**Exercise task:**
Output every entry exactly as given.

**The records:**
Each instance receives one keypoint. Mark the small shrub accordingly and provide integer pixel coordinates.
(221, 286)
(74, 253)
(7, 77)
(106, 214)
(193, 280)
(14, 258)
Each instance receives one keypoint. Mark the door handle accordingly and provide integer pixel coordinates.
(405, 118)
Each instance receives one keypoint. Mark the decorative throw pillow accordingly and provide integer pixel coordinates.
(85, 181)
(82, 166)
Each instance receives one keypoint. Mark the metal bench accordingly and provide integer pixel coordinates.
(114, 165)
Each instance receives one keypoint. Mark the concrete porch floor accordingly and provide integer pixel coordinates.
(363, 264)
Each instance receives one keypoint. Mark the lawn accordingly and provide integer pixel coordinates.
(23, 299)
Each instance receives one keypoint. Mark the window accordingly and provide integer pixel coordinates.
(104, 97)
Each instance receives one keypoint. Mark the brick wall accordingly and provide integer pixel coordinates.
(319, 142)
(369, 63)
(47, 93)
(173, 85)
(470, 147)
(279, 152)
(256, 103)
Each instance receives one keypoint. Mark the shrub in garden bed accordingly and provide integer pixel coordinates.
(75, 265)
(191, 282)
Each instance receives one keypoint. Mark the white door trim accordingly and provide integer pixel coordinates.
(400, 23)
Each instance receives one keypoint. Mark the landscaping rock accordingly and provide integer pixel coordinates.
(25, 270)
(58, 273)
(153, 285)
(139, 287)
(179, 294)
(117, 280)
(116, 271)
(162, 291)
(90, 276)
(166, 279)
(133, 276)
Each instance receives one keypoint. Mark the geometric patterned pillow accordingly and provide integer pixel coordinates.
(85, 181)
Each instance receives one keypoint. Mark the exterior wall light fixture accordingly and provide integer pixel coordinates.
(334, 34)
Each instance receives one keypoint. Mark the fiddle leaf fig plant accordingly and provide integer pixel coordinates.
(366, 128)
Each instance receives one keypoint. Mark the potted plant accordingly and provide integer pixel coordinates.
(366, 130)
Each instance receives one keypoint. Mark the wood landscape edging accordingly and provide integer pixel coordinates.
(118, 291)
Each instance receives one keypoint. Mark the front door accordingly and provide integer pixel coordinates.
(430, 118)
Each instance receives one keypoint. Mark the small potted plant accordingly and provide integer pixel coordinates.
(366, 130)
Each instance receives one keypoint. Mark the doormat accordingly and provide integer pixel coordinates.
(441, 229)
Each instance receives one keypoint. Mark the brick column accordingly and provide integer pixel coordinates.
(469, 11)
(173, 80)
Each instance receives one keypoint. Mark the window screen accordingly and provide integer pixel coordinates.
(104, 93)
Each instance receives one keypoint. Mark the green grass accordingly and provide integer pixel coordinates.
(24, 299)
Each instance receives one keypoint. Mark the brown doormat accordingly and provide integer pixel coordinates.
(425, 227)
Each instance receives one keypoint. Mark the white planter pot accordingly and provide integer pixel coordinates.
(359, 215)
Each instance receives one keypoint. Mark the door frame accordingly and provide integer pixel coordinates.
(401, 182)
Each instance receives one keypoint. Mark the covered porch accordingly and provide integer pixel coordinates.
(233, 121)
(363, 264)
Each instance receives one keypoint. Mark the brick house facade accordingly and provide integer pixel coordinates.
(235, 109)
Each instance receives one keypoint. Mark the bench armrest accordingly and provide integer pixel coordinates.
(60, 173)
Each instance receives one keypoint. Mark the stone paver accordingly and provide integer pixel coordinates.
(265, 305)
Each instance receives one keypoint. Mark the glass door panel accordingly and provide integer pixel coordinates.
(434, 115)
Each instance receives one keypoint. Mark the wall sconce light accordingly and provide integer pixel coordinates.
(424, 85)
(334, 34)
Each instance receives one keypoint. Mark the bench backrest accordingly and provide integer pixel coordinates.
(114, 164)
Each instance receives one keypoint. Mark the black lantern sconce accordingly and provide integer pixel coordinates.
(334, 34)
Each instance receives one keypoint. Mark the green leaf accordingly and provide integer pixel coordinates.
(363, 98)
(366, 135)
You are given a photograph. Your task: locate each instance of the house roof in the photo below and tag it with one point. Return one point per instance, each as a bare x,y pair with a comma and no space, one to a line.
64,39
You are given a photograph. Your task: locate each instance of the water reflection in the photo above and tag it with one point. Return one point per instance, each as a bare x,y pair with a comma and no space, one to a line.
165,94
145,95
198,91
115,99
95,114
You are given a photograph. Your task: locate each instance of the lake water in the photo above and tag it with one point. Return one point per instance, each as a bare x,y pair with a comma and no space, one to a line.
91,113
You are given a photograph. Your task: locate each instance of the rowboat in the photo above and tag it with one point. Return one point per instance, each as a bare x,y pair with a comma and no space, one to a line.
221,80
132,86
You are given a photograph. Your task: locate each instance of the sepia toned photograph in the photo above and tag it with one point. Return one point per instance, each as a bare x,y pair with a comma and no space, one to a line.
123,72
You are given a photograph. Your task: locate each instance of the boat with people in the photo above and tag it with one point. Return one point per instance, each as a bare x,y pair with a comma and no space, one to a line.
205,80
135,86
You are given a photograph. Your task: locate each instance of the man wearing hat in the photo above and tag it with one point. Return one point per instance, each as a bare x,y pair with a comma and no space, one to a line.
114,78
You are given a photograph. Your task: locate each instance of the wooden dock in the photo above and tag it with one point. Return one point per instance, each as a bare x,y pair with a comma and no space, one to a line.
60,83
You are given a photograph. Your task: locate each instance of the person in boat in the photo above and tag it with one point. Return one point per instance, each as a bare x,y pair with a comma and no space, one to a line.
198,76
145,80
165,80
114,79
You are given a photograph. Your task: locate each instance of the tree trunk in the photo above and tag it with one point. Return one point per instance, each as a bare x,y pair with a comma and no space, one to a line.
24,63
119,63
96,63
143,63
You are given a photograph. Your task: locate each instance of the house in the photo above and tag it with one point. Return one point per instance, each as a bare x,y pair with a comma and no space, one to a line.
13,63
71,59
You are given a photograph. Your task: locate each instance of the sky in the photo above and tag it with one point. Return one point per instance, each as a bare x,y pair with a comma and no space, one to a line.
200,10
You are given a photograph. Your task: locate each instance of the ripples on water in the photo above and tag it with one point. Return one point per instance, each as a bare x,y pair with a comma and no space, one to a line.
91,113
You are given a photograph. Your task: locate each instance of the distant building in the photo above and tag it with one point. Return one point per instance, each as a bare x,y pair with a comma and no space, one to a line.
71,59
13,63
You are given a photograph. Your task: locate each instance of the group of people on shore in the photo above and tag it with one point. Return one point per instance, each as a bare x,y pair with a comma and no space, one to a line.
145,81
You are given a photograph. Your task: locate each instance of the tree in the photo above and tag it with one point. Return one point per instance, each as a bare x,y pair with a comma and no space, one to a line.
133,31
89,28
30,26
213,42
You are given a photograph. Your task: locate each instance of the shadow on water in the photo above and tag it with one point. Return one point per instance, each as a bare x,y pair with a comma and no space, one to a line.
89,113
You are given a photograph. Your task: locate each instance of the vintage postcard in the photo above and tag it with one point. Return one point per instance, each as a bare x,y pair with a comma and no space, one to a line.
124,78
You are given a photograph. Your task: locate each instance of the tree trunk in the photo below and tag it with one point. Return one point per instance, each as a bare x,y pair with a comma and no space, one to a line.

**Exercise solution:**
Each instance receives one keypoint. Mark the small shrub accordingly and provide integer pixel coordinates.
(221, 286)
(74, 253)
(7, 77)
(106, 214)
(193, 280)
(14, 258)
Each instance receives one keypoint. Mark the door handle accordingly and provide integer pixel coordinates.
(405, 118)
Each instance receives one keypoint. Mark the decorative throw pillow accordingly and provide integer pixel coordinates.
(85, 181)
(82, 166)
Each instance receives one keypoint. Mark the metal bench accordingly and provide integer pixel coordinates.
(114, 165)
Each instance receives one keypoint. Mark the concrete porch floor accordingly and provide integer pixel coordinates.
(363, 264)
Each instance receives one keypoint. Mark the lawn accordingly and provide integer pixel coordinates.
(23, 299)
Each instance receives one keypoint. Mark the window accordingly and provide integer pixel coordinates.
(104, 97)
Each instance receives one keypoint. Mark the brick wall accordingly and provide integer pixel coordinates.
(319, 142)
(369, 63)
(47, 93)
(173, 85)
(470, 147)
(279, 152)
(256, 103)
Each instance receives one keypoint. Mark the shrub in garden bed accordingly and provide integer pixel coordinates.
(75, 265)
(191, 282)
Each instance receives one keypoint. Mark the white door trim accordingly and provide integer pixel coordinates.
(400, 23)
Each instance receives one keypoint. Mark the landscaping rock accordingly and provide integer pixel coordinates.
(25, 270)
(58, 273)
(153, 285)
(139, 287)
(179, 294)
(117, 280)
(116, 271)
(162, 291)
(90, 276)
(166, 279)
(133, 276)
Each instance receives one keypoint. Mark the geometric patterned pillow accordingly and provide integer pixel coordinates.
(85, 181)
Each instance receives one keypoint. Mark the exterior wall light fixture accordingly and provide integer pixel coordinates.
(334, 34)
Each instance receives one keypoint. Mark the fiddle leaf fig plant accordingly and provide integer pixel coordinates.
(366, 128)
Each instance receives one keypoint. Mark the potted plant accordingly and provide integer pixel coordinates.
(366, 130)
Each instance receives one keypoint. Mark the wood landscape edging accordingly and provide integer pixel coordinates.
(118, 291)
Each instance receives one keypoint. Mark the front door accordingly and provide integer pixel coordinates.
(430, 118)
Each instance receives one keypoint. Mark the small potted plant accordingly and provide integer pixel coordinates.
(366, 130)
Each instance receives one keypoint. Mark the doormat accordingly and provide integer pixel coordinates.
(441, 229)
Each instance receives one keypoint. Mark the brick column accordingly and provide integer pixel coordinates.
(469, 11)
(173, 80)
Each instance receives one keypoint. Mark the window screen accordingly and provide integer pixel coordinates.
(104, 93)
Each instance receives one keypoint. Mark the green grass accordingly and provide integer pixel coordinates.
(24, 299)
Each instance receives one keypoint. Mark the brown doormat accordingly and provide integer pixel coordinates.
(425, 227)
Each instance receives one keypoint. Mark the white planter pot accordingly and provide integer pixel coordinates.
(359, 215)
Each instance receives one keypoint. Mark the door frame accordingly and provide integer pixel coordinates.
(401, 182)
Each instance receives one keypoint. Mark the covered porch accordingly and provide integer pixel coordinates.
(233, 121)
(363, 264)
Each instance receives one keypoint. Mark the brick house facade accordingly and provide integer pixel coordinates.
(235, 109)
Each instance receives one keypoint. Mark the bench armrest accordingly and provide integer pixel coordinates.
(60, 173)
Each instance receives one keypoint. Mark the stone paver accordingly and provide integer pixel coordinates.
(265, 305)
Each instance receives one keypoint. Mark the glass door panel accordingly and provide integer pixel coordinates.
(434, 115)
Each instance receives one keypoint. Mark the wall sconce light accordingly and provide integer pixel coordinates.
(424, 85)
(334, 34)
Each instance receives one keypoint. Mark the bench backrest accordingly and provide integer pixel coordinates.
(114, 164)
Each instance receives one keypoint. Mark the black lantern sconce accordingly and provide integer pixel coordinates.
(334, 34)
Each instance receives one keypoint. Mark the green leaf accordingly and provide integer pixel coordinates.
(363, 98)
(366, 135)
You are given a photograph. Your task: locate each instance of the house roof in the photo below and tag it with one point. Return one point per instance, each as a bare x,y pair with a comma and no space, one to a line.
64,39
You are given a photograph. Your task: locate each instance of the water reflection in the photo above and tag it with one point. Return one point per instance, each as a bare x,y pair with a comma and no space, one to a line.
165,94
145,95
198,91
115,99
95,114
You are given a photograph. Your task: locate each instance of the lake water in the photo above and tag it with one point. Return one point per instance, each as a bare x,y pair with a comma and no space, one to a line.
91,113
You are given a photograph. Your task: locate each instance of the rowboat in the photo above and tag it with one point. Return one point per instance, each as a bare x,y pair with a comma and no space, one to a line.
221,80
132,86
You are given a photograph. Your task: locate each instance of the sepia toned photograph in the photo above and tag it with one point. Return one point per instance, each as a bare x,y pair with a comma and no space, one to a line.
123,72
You are given a photograph. Your task: locate each instance of the boat with people in the photo above and tag it with one point. Return one point per instance, each as a bare x,y pair with a comma and no space, one to a line.
205,80
135,86
You are given a photograph. Your task: locate each instance of the man wearing hat in the photo above and tag it with one point. Return one point per instance, each as a bare x,y pair with a comma and no space, one to a line.
114,78
You are given a photograph. Your task: locate each instance of the wooden dock in the photo above and tag it with one point. Return one point per instance, each as a bare x,y pair with a comma and no space, one to a line.
60,83
You are given a photograph. Your task: locate each instance of the person in boat in the photo above and tag it with one point. Return one point per instance, each as a bare x,y pair with a comma and no space, one to a line.
198,76
145,80
165,80
114,79
You are given a photograph. Your task: locate each instance of the tree trunk in the photo above and tag it with one point. Return one point per instance, each as a bare x,y pair with a comma and no space, one to a line.
24,63
119,63
96,63
143,63
You are given a photograph. Your task: locate each instance of the house in the photo above and tag it with one point. Return one point per instance, each as a bare x,y pair with a comma and no space, one to a line.
13,63
71,59
You are given a photograph. Your task: locate each instance of the sky in the photo above and tag it with one point. Return one point per instance, each as a bare x,y pair with a comma and no space, one to a line.
200,10
You are given a photograph. Your task: locate each instance of the ripples on water in the photo above and tag it with one point. Return one point per instance, each as a bare x,y pair with a comma and no space, one to a line.
91,113
You are given a photograph. Your task: locate each instance of the distant building in the photo above and tag it with one point. Return one point per instance, each as a bare x,y pair with a comma and no space, one to a line.
71,59
13,63
You are given a photograph. Your task: locate each instance of the group of people on shore in the photo above and tag it with one point. Return one point per instance, each as a bare x,y pair with a comma and no space, one to a line.
145,81
You are given a photograph. Your task: locate each instance of the tree in the photo above and tag it with one point. Return one point per instance, each as a bare x,y pair with a comma and no space, one to a line.
133,31
89,28
30,26
213,42
You are given a photograph. Your task: locate each instance of the shadow on water in the photo above and tag it with one point. Return one point per instance, each as a bare x,y pair with a comma and no space, one to a line.
89,113
You are given a photograph. Your task: locate each instance of the vintage postcard in the photo above and tag it with one point. Return one point per instance, each as a bare x,y pair with a comma and no space, one to a line.
124,78
You are given a photograph. Your task: locate each instance of the tree trunk in the photo below and tag it with one point. Return one point per instance, each as a bare x,y pair with a comma and no space, one to a line.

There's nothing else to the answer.